## begin Source material
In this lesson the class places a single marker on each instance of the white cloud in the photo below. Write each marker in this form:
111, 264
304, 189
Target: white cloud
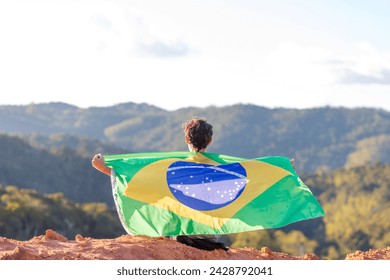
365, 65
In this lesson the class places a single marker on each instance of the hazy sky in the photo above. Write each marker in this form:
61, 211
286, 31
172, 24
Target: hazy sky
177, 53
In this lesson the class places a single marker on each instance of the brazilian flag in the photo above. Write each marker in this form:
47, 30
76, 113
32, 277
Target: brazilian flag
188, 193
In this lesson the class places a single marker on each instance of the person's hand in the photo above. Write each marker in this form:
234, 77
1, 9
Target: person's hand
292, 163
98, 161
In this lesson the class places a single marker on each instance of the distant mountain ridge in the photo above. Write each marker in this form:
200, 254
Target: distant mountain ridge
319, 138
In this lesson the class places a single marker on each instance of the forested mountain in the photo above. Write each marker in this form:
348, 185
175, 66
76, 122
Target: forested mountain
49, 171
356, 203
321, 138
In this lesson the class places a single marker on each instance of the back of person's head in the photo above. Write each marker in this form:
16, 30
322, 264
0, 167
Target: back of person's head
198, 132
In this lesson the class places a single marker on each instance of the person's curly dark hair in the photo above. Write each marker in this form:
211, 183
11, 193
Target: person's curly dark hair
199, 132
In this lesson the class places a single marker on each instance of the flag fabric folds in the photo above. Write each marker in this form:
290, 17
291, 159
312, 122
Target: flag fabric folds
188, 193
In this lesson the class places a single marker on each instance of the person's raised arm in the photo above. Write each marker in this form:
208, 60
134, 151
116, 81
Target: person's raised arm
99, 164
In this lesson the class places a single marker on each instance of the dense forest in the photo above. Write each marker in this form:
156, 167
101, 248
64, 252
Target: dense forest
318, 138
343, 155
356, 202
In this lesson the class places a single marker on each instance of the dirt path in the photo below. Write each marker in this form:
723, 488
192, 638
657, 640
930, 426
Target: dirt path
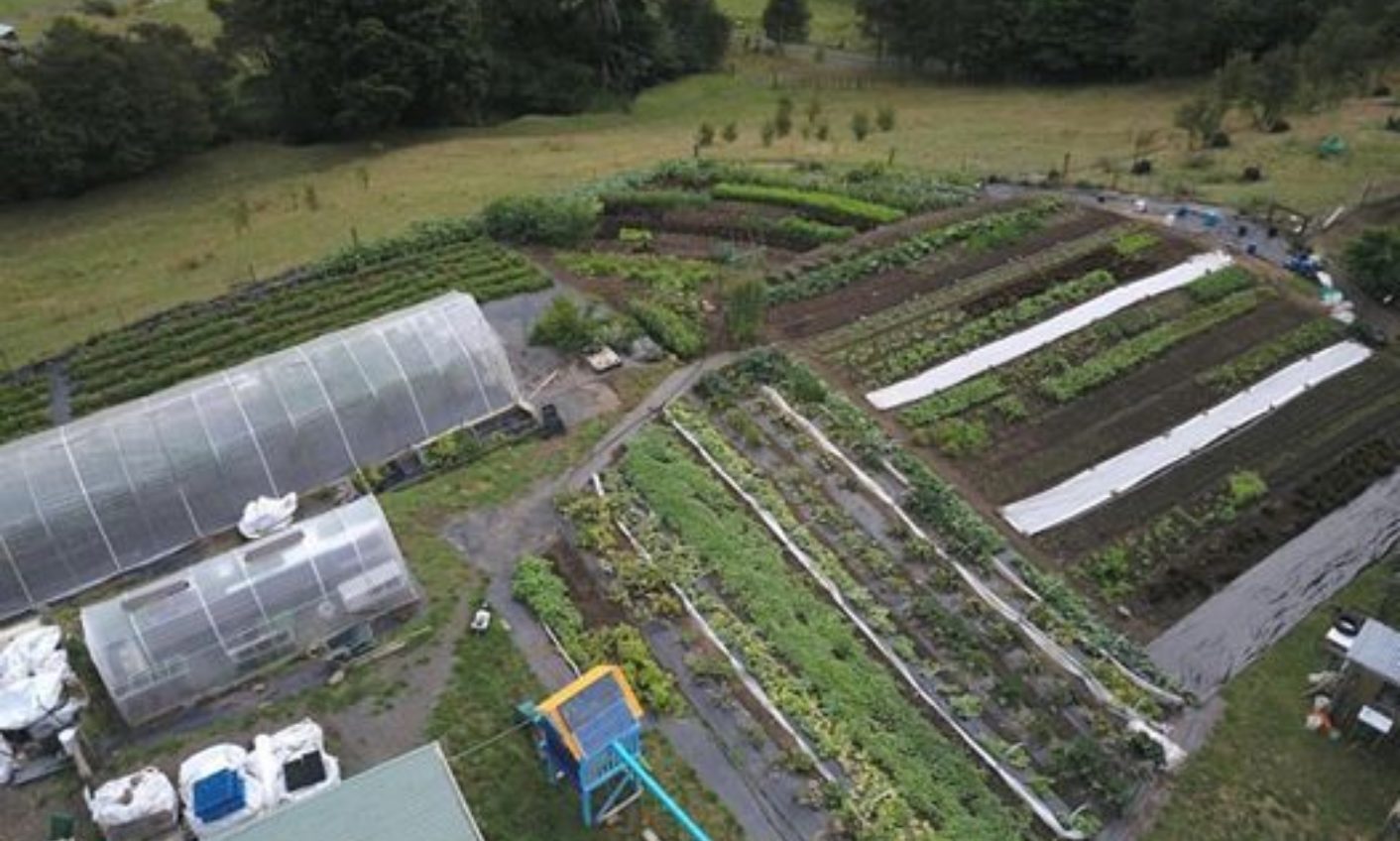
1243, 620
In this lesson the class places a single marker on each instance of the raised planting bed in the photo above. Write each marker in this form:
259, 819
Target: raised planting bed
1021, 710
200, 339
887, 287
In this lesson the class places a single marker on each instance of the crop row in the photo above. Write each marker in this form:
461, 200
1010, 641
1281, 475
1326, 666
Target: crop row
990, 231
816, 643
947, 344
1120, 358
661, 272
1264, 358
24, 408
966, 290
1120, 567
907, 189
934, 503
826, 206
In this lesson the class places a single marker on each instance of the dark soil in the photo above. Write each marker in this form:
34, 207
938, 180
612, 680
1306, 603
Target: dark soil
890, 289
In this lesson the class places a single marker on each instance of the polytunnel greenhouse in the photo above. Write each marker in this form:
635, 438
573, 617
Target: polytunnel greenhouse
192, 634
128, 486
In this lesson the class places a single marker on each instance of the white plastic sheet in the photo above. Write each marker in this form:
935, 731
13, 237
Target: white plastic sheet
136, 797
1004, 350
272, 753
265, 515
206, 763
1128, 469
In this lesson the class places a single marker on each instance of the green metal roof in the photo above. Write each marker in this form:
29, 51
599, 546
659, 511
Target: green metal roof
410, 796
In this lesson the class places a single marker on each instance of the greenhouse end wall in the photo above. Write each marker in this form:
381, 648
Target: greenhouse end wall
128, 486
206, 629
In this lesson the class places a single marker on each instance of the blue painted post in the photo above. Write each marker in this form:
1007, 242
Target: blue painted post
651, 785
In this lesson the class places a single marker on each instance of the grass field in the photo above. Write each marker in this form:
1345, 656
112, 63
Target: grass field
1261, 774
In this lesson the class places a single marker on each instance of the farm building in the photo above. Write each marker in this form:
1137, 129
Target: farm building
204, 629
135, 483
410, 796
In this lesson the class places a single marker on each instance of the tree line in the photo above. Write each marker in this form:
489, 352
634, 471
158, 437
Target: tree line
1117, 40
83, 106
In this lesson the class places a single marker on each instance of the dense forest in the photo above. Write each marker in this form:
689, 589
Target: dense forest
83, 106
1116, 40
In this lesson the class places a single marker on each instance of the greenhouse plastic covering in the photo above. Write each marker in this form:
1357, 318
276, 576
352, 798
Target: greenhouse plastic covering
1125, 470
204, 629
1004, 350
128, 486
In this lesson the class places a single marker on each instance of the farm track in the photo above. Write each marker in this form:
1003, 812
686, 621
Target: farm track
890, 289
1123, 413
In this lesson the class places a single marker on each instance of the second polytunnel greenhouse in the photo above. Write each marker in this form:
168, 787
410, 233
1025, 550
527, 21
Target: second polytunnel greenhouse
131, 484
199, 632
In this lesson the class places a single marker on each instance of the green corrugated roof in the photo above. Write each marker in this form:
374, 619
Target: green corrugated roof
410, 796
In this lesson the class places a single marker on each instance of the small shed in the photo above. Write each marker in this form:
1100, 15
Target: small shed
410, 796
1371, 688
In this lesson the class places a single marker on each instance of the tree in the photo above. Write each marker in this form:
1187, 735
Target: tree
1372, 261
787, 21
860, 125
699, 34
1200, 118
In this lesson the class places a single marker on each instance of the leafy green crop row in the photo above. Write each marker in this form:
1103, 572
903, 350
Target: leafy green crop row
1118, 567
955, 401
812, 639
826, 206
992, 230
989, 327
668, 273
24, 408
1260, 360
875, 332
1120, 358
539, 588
## end Source material
§ **What is being asked**: Every entry above should be duplicated exactly. Do not include the images.

§ **Finished exercise**:
In this lesson the class places a single marker on each instance of the white cloud in the photo below. Write each marker in this form:
111, 264
304, 189
Target: white cloud
365, 65
In this lesson the class places a single marker on each instance of the hazy sky in the photo above. Write each marker in this form:
61, 211
286, 31
172, 24
Target: hazy sky
177, 53
In this lesson the class places a single marker on each instance of the brazilian flag in the photo above. Write each marker in this form:
47, 30
76, 113
32, 277
Target: brazilian flag
188, 193
In this lesson the class places a single marker on each instance of the person's hand in the photo above. Write each marker in this form:
234, 77
1, 9
Target: person's hand
292, 163
98, 161
In this lesson the class places a single marker on each instance of the distant mountain ridge in the photo above. Write each marker in this form:
200, 254
Target: distant mountain ridge
319, 138
In this lesson the class places a single marker on each instance of the forested mountain in the photo above. Write each marker in this form:
348, 185
175, 66
76, 122
Target: forested mountain
49, 171
356, 203
321, 138
In this lesson the class places a single marker on each instance of the back of person's head in the photo above. Write each marker in this form:
16, 30
322, 264
0, 167
Target: back of person's head
198, 132
In this lesson the class places a single marker on each instance of the person's curly dark hair in the photo above. Write each marker in this form:
211, 183
11, 193
Target: person's curly dark hair
199, 132
In this lesson the class places a single marker on each instance of the flag fabric folds in the photo above. Write each marker in this form:
290, 17
291, 159
312, 122
Target: flag fabric folds
188, 193
In this lesson the class places a single marker on each instance of the person's raised arm in the photo above. Write each marker in this form:
208, 60
134, 151
116, 81
Target: person's raised arm
99, 164
In this lesson the class places a single marker on each instance of the dense forest in the photo above. Write each marker in this form:
156, 167
101, 248
64, 252
Target: dense forest
318, 138
343, 155
356, 202
In this lesson the class places a single marker on each instance of the dirt path in the photo below. Write each marker in this form:
723, 488
192, 638
657, 640
930, 426
Target: dirt path
1243, 620
In this lesson the class places a single marker on each instance of the raised planting bed in the photo above. Write each marker in this form:
259, 819
Target: raised planting bed
1021, 710
200, 339
887, 287
In this lesson the class places a single marker on each instance of the crop row in the photo above. Write each marker in this form:
461, 200
1010, 641
1281, 475
1326, 666
Target: crop row
990, 231
816, 643
947, 344
1120, 358
661, 272
1264, 358
24, 408
966, 290
1120, 567
907, 189
934, 503
826, 206
In this lesson the class places a single marker on each instance of the dark soil in the photo above. Write each marker in this form:
34, 207
938, 180
612, 680
1306, 603
Target: dark soil
890, 289
In this lesson the class places a single marker on each instance of the polytunnel greenhouse in the photo above. Write each marker in this form:
635, 438
573, 617
Target: polytunnel greenhouse
192, 634
128, 486
In this lesson the class places a single marker on each instance of the white plastic sheet in the photo above. Write each marker in this form:
935, 731
13, 237
Target: white plastic sheet
136, 797
1004, 350
272, 753
265, 515
206, 763
1128, 469
In this lesson the class places a single marker on each instance of the green metal roof in the photo above. Write each marker in this form:
29, 51
599, 546
659, 511
Target: green metal roof
410, 796
In this lesson the class places a single marker on each instance of the greenhouse end wall in the photo above. Write each marker in this form:
381, 648
Target: greenhouse end wall
128, 486
206, 629
In this lesson the class places a single marker on each instance of the blue painted post in the photo above. Write each marker in this form:
1007, 242
Target: blue painted post
651, 785
In this lesson the class places a single marker on each instance of the grass field in the photo above. Write each marker in this form:
1345, 656
112, 63
Target: grass field
1261, 774
In this lesson the class places a single marker on each instance of the farm building in the photo above. Write each marker in this form:
1137, 129
Target: farm building
204, 629
135, 483
410, 796
In this lesson the class places a single marker on each instance of the tree line in the photo above. Write each marker in this form:
489, 352
634, 471
158, 437
Target: tree line
1117, 40
83, 106
In this lesson the class places a single marker on each instance of the dense forest in the photo above. Write each marker in this form:
689, 589
Target: dense forest
83, 106
1116, 40
In this lesson the class places a single marker on each instance of the greenhouse plastic covering in the photo above. Write each marker in this form:
1357, 318
276, 576
352, 798
Target: greenhouse plastic covering
1125, 470
204, 629
1004, 350
128, 486
In this lesson the class places a single marker on each instance of the farm track in the photo above. Write each marker in this form:
1003, 812
686, 621
Target: farm track
890, 289
1123, 413
In this lesson the class places a single marker on each instance of the second polytunnel greenhouse in the photo above. Write each marker in this form:
168, 787
410, 233
1025, 550
527, 21
Target: second polytunnel greenhouse
131, 484
199, 632
In this lesson the class places a single marker on each instance of the green corrugated roof in the photo above. Write each marker in this form:
374, 619
Target: green corrugated roof
410, 796
In this lesson the class places a single marker on each instance of the small shed in the photo above. Write each marker in this form:
1100, 15
Target: small shed
410, 796
1371, 688
In this lesson the class places a single marker on each instance of the tree in the photo above. Write each marker in this form:
1187, 735
Target: tree
1372, 261
787, 21
860, 125
699, 34
1200, 118
In this lesson the class places a single marker on each instance of the leafy green crop row in the photo above. Write each marker in this form:
1103, 572
903, 350
Target: leafy green crop row
1118, 567
955, 401
812, 639
826, 206
992, 230
989, 327
668, 273
24, 408
1260, 360
875, 332
1120, 358
539, 588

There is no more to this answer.